>>

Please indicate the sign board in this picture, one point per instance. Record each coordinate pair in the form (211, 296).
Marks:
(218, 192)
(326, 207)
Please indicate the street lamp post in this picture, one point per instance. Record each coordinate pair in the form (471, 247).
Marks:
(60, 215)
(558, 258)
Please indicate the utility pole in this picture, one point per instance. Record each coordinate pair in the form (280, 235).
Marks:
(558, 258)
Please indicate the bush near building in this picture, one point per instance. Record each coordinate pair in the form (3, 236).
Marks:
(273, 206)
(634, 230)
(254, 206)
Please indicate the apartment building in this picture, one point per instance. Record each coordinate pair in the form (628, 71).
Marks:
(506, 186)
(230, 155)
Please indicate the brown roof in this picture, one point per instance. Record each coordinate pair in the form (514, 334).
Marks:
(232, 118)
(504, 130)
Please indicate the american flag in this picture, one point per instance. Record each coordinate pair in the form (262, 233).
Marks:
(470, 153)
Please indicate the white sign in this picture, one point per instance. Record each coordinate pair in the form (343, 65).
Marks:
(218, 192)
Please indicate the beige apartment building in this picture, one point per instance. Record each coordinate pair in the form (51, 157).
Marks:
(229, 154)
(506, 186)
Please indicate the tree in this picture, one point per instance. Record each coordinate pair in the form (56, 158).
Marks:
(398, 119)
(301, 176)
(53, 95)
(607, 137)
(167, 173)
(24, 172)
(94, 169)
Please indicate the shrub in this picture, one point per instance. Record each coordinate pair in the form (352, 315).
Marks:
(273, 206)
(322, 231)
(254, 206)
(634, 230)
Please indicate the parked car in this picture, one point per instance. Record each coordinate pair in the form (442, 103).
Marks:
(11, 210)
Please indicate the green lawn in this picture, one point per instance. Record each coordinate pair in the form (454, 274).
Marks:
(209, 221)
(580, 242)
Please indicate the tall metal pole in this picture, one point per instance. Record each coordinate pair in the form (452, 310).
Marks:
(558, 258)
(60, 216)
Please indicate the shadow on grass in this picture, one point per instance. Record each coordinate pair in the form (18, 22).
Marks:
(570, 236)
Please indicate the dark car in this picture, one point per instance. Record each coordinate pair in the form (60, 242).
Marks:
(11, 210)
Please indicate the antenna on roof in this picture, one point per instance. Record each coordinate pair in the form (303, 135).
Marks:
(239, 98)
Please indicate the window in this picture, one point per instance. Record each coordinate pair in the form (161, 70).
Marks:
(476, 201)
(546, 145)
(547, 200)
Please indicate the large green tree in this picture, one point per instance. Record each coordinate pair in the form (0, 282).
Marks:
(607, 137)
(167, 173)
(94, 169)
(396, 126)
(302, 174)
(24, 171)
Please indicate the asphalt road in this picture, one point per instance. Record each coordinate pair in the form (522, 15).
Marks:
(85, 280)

<<

• [Task objective] Quote every line from the line containing "Please indicate the parked" through the closing line of the listing, including both.

• [Answer to the exercise]
Please indicate the parked car in this picture, one point per instance. Record each coordinate pair in the form (442, 103).
Marks:
(11, 210)
Please indicate the green lawn in this picture, one point per instance. Record each coordinate pair in the form (454, 274).
Marks:
(209, 221)
(580, 242)
Please indicate the tall metal pole in this picture, one point per instance. Record each coordinate pair in the form (452, 310).
Marks:
(558, 258)
(60, 216)
Please indicate the shadow on grass in this picture, one point per instance. Record each coordinate pair in the form (18, 22).
Marks:
(570, 236)
Please indicate the dark car in this picture, one point per instance. Record each coordinate pair in the form (60, 242).
Marks:
(11, 210)
Please indicate the antenna on roof in this picture, one point per instance. Record each coordinate pair in the form (303, 135).
Marks:
(239, 98)
Please indicate the window in this picture, one point per instance. Record each coordinate pair in the form (161, 70).
Marks:
(476, 201)
(546, 145)
(547, 200)
Please indicate the large green tree in this picture, one point per instance. Record each coordinate pair in the form (0, 282).
Marks:
(607, 137)
(167, 173)
(94, 169)
(396, 126)
(302, 174)
(24, 171)
Please indicate the asphalt road in this picture, one point per instance. Record each coordinate pair in the form (522, 15).
Marks:
(85, 280)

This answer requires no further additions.